---------- EXTRAIT CITÉ
Loin de tout sarcasme, la décision de Kaïs Saïed de supprimer la prime aux magistrats du CSM est contraire à, au moins, deux articles de la constitution, à savoir l'article 109 qui proscrit toute ingérence dans le fonctionnement de la justice et l'article 113 qui mentionne que « Le Conseil supérieur de la magistrature est doté de l'autonomie administrative et financière et de la libre gestion de ses affaires. Il élabore son projet de budget et le discute devant la commission compétente de l'Assemblée des représentants du peuple ».
Sauf que Kaïs Saïed, par son décret 117, s'est assis superbement sur la constitution. La Tunisie devient-elle un Etat de non-droit ? C'est le cas de le dire. Après avoir suspendu l'assemblée et limogé le gouvernement, Kaïs Saïed attaque frontalement les magistrats depuis des mois.

Dans sa ligne de mire, le CSM qui a déclaré à maintes reprises son refus catégorique de toute réforme du système judiciaire à travers les décrets. « Par sa décision du 19 janvier, Kaïs Saïed veut punir le CSM car il a refusé son ingérence ! », a affirmé la juge et présidente d'honneur de l'Association des magistrats tunisiens, Raoudha Karafi. Secret de Polichinelle.
--------------------
- _CONSIGNE A_:
Répondez aux questions suivantes d'après l'extrait cité sur le CSM :
(i) Que proscrit l'article 109 de la constitution ?
(ii) Quel est le numéro du décret de Kaïs Saïed mentionné dans l'extrait ?
(iii) Quelle présidence d'honneur Raoudha Karafi occupe-t-elle ?
---------- DONNÉES ENREGISTRÉES
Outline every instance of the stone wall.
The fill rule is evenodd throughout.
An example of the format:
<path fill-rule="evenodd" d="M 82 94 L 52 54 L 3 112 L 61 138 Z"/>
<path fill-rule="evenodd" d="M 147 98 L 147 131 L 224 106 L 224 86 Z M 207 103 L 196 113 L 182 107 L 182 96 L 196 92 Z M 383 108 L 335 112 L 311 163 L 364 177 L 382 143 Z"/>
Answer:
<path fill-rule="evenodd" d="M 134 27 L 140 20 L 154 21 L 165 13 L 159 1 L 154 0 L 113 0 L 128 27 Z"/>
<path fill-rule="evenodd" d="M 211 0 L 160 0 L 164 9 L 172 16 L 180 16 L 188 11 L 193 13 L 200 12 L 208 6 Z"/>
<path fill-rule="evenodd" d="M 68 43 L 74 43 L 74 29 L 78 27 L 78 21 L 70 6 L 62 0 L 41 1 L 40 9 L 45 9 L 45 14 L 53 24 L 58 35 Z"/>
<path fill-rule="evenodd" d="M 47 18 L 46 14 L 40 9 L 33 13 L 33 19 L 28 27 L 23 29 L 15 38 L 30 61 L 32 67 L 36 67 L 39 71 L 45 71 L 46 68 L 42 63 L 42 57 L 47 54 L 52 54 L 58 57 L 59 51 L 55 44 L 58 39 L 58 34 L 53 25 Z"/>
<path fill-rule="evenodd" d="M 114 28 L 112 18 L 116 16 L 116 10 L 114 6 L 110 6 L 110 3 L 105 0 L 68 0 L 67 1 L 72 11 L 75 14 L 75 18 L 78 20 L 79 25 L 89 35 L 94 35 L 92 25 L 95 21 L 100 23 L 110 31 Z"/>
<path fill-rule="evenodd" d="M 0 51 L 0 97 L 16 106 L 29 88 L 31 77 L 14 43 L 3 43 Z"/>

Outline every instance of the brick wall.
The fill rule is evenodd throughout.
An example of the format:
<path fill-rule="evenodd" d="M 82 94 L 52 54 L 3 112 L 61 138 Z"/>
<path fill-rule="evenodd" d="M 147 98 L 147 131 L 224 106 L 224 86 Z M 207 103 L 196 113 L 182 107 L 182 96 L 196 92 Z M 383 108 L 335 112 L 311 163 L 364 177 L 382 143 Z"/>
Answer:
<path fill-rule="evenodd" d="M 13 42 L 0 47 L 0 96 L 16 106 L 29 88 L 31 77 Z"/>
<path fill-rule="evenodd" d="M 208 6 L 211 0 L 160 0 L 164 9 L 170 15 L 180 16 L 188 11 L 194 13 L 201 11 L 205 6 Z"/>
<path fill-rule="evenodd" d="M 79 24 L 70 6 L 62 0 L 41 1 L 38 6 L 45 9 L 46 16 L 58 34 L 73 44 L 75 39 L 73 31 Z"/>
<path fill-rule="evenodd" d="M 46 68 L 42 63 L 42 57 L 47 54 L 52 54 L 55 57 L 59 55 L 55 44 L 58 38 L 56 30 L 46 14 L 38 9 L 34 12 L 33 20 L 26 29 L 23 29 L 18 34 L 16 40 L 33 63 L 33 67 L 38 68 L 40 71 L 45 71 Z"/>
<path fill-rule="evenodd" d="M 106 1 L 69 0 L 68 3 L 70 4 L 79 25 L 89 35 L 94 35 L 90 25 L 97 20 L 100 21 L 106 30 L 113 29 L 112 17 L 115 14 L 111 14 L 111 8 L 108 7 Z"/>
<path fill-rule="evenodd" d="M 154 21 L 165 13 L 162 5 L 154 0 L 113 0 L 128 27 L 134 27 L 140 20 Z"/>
--------------------
- _CONSIGNE B_: Restituez sous forme de liste numérotée les lignes des enregistrements, de celle qui contient « Outline every instance of the brick wall. » jusqu'à celle qui contient « 97 20 L 100 », bornes comprises et sans les lignes vides.

- _RÉPONSE ATTENDUE A_:
(i) Toute ingérence dans le fonctionnement de la justice.
(ii) Le décret 117.
(iii) La présidence d'honneur de l'Association des magistrats tunisiens.

- _RÉPONSE ATTENDUE B_:
1. Outline every instance of the brick wall.
2. The fill rule is evenodd throughout.
3. An example of the format:
4. <path fill-rule="evenodd" d="M 82 94 L 52 54 L 3 112 L 61 138 Z"/>
5. <path fill-rule="evenodd" d="M 147 98 L 147 131 L 224 106 L 224 86 Z M 207 103 L 196 113 L 182 107 L 182 96 L 196 92 Z M 383 108 L 335 112 L 311 163 L 364 177 L 382 143 Z"/>
6. Answer:
7. <path fill-rule="evenodd" d="M 13 42 L 0 47 L 0 96 L 16 106 L 29 88 L 31 77 Z"/>
8. <path fill-rule="evenodd" d="M 208 6 L 211 0 L 160 0 L 164 9 L 170 15 L 180 16 L 188 11 L 194 13 L 201 11 L 205 6 Z"/>
9. <path fill-rule="evenodd" d="M 79 24 L 70 6 L 62 0 L 41 1 L 38 6 L 45 9 L 46 16 L 58 34 L 73 44 L 75 39 L 73 31 Z"/>
10. <path fill-rule="evenodd" d="M 46 68 L 42 63 L 42 57 L 47 54 L 52 54 L 55 57 L 59 55 L 55 44 L 58 38 L 56 30 L 46 14 L 38 9 L 34 12 L 33 20 L 26 29 L 23 29 L 18 34 L 16 40 L 33 63 L 33 67 L 38 68 L 40 71 L 45 71 Z"/>
11. <path fill-rule="evenodd" d="M 106 1 L 69 0 L 68 3 L 70 4 L 79 25 L 89 35 L 94 35 L 90 25 L 97 20 L 100 21 L 106 30 L 113 29 L 112 17 L 115 14 L 111 14 L 111 8 L 108 7 Z"/>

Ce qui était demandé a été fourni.